Reproduce the rows from the line containing "Spot every instance of the man's dark" down through the line containing "x=169 y=109", replacing "concrete post" with "stone pillar" and leaving everything else unchanged.

******

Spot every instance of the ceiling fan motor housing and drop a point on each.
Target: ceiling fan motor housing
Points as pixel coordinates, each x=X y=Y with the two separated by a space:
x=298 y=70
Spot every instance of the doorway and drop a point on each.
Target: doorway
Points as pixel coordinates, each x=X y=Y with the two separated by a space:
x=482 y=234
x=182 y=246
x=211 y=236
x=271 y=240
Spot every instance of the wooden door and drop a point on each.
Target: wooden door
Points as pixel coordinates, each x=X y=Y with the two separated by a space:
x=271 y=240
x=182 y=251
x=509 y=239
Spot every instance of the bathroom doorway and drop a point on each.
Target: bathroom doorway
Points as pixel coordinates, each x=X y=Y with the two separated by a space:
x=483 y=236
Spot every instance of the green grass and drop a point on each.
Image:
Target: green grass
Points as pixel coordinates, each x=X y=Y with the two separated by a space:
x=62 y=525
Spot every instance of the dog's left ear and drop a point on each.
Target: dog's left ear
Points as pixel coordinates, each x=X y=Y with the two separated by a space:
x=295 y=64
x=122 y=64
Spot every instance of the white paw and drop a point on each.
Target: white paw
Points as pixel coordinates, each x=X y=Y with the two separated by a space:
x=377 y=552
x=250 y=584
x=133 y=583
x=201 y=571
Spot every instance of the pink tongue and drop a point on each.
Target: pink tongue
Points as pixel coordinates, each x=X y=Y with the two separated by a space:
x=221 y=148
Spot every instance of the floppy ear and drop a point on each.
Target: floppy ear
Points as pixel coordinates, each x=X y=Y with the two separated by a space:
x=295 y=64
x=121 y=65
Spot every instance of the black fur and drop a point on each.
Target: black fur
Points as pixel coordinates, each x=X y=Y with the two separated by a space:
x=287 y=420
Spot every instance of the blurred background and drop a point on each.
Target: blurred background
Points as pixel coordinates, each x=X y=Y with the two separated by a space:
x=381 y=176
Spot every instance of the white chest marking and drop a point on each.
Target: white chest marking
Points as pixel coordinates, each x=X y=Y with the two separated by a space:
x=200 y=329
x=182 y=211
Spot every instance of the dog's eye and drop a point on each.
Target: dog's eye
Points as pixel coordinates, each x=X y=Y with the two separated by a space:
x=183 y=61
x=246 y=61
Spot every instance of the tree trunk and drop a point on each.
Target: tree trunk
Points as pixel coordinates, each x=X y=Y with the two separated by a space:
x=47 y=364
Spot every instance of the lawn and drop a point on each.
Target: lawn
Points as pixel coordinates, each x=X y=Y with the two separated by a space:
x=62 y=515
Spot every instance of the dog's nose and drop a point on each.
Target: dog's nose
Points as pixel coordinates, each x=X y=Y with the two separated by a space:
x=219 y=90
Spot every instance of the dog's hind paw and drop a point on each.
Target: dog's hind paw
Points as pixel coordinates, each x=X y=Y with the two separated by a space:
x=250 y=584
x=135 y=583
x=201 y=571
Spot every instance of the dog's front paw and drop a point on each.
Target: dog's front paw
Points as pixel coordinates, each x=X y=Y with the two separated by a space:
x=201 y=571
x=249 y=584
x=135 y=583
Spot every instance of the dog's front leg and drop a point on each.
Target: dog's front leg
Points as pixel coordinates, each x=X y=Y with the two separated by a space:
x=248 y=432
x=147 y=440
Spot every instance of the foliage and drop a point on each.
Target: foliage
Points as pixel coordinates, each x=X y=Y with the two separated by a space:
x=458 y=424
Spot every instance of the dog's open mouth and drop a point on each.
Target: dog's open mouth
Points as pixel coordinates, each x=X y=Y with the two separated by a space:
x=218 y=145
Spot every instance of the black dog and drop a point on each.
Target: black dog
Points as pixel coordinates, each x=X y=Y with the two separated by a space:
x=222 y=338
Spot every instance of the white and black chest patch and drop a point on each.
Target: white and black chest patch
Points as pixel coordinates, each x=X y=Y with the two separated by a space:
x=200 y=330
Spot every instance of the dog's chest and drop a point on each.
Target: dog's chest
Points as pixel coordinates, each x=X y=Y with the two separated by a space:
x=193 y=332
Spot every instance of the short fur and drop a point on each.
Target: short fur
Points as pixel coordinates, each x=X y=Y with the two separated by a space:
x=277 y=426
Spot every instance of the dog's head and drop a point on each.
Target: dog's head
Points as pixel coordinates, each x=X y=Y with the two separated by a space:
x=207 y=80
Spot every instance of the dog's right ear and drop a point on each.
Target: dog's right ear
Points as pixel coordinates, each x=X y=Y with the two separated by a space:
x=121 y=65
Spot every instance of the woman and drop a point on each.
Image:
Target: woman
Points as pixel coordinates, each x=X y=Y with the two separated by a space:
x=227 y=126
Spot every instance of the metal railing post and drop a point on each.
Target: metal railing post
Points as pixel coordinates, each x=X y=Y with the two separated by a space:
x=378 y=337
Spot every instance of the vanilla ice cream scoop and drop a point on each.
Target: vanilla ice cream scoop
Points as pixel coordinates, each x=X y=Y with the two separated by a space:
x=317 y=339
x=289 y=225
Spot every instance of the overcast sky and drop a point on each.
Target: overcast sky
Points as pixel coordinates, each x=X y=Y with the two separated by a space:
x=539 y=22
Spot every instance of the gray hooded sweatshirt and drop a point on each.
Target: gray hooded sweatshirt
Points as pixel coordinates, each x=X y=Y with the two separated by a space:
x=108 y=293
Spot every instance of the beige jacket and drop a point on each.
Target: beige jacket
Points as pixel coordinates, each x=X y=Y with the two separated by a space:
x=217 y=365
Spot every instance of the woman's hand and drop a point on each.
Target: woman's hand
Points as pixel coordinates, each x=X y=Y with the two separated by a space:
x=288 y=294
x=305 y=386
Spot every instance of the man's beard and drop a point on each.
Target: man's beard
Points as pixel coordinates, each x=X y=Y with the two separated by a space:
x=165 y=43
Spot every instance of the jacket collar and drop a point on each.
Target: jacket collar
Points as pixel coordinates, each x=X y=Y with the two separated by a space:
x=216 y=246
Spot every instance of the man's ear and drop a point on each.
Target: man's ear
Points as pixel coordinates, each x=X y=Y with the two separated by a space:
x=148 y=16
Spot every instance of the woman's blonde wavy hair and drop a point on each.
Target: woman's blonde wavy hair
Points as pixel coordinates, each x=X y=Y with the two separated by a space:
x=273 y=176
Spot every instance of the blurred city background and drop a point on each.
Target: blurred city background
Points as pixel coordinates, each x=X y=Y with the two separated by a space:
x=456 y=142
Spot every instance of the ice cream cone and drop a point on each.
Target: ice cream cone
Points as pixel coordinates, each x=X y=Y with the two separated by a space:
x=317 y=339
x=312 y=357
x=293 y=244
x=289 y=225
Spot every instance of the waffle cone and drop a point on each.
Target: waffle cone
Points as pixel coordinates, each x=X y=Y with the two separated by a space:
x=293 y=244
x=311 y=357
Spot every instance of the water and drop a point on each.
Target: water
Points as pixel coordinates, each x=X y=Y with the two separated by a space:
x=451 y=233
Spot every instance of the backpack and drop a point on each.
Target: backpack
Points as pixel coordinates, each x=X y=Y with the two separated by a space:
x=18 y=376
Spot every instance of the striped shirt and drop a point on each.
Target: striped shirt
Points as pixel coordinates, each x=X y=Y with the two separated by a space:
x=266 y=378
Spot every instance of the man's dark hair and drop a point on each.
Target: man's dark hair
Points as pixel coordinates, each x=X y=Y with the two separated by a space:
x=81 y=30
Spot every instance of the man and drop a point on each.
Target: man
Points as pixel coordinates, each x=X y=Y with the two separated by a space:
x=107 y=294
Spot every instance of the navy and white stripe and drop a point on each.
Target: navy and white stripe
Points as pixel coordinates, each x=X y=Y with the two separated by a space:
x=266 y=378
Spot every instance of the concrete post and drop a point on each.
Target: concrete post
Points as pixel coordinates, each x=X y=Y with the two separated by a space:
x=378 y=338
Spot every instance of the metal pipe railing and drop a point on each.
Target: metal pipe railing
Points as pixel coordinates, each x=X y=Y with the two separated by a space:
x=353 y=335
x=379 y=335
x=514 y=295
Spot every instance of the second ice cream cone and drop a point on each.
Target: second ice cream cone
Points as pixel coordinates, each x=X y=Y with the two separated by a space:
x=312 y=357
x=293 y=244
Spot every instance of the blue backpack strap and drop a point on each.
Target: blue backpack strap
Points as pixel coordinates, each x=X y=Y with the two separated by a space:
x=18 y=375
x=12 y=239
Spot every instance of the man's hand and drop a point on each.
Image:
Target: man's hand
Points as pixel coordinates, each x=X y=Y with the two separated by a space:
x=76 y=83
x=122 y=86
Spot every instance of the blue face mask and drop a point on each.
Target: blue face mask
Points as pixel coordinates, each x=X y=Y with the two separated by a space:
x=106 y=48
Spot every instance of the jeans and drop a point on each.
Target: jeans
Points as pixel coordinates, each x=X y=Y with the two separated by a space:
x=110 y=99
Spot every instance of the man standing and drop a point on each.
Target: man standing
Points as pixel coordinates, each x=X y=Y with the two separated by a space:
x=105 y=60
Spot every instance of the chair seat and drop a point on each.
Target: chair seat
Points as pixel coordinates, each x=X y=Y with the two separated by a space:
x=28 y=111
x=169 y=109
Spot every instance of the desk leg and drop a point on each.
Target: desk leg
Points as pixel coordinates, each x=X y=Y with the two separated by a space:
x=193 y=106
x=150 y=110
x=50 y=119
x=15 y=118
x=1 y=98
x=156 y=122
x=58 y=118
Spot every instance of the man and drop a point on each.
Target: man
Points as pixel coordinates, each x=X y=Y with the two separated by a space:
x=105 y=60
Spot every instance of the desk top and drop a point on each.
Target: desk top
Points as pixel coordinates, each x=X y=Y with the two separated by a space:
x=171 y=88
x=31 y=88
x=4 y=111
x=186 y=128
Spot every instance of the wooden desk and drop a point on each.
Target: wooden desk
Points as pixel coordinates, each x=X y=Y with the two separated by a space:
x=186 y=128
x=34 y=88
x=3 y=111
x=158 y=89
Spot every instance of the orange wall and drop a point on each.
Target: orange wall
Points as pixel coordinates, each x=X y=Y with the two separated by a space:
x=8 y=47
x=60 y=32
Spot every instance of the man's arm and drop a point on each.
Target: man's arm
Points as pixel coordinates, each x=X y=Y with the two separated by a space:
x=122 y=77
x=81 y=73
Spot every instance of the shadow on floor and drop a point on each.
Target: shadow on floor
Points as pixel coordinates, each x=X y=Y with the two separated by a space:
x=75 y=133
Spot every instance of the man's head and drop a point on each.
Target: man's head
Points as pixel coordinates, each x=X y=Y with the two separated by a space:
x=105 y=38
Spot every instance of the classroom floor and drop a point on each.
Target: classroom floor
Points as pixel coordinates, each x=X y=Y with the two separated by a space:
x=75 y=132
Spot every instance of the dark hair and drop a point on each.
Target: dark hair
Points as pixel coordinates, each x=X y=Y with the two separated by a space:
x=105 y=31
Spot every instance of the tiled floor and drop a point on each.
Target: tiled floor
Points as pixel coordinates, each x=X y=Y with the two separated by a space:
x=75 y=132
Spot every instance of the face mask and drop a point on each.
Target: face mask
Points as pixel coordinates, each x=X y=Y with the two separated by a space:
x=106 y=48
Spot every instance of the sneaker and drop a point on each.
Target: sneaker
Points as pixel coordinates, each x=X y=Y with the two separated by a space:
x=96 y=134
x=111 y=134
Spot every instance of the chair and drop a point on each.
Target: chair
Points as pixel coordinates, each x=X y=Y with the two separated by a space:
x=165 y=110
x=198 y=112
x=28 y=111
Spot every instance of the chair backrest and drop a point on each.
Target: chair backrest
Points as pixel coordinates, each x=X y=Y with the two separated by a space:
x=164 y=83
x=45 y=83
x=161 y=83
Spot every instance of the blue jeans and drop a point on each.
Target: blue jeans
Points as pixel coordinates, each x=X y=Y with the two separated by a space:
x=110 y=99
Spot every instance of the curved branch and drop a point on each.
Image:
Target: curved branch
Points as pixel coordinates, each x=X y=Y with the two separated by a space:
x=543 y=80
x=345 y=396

******

> Full output:
Spot every instance of the man's dark hair and drop a point on each.
Target: man's dark hair
Points as pixel coordinates, each x=X y=Y with the two separated by a space:
x=81 y=30
Spot every instance of the man and drop a point on each.
Target: man
Points as pixel coordinates, each x=X y=Y with the two separated by a space:
x=107 y=294
Spot every instance of the navy and white stripe and drop a point on each.
Target: navy and white stripe
Points as pixel coordinates, each x=X y=Y with the two separated by a space:
x=266 y=378
Spot every instance of the stone pillar and drop a point on each.
Target: stone pillar
Points as pixel coordinates, each x=X y=Y with the two separated by a space:
x=378 y=338
Spot every instance of the metal pipe railing and drop a point on each.
Target: metal pipe railing
Points as pixel coordinates, each x=X y=Y with the two separated by a space:
x=353 y=335
x=379 y=335
x=514 y=295
Spot every instance of the second ice cream cone and drop a point on each.
Target: second ice cream cone
Points as pixel coordinates, each x=X y=Y with the two separated by a space:
x=312 y=357
x=293 y=244
Spot every instance of the blue backpack strap and drop a point on each.
Target: blue backpack strap
Points as pixel coordinates, each x=X y=Y with the two separated by a space:
x=18 y=375
x=12 y=239
Spot every instance of the man's hand and drop a point on each.
Image:
Target: man's hand
Points as pixel coordinates, each x=X y=Y with the two separated by a space:
x=76 y=83
x=122 y=86
Spot every instance of the blue face mask and drop a point on each.
Target: blue face mask
Points as pixel coordinates, each x=X y=Y with the two separated by a space:
x=106 y=48
Spot every instance of the jeans and drop a point on each.
Target: jeans
Points as pixel coordinates, each x=X y=Y with the two separated by a space:
x=110 y=99
Spot every instance of the man standing and drop a point on each.
Target: man standing
Points as pixel coordinates, each x=X y=Y with the two separated by a space:
x=105 y=60
Spot every instance of the chair seat and drop a point on each.
Target: chair seat
Points as pixel coordinates, each x=X y=Y with the two separated by a space:
x=28 y=111
x=169 y=109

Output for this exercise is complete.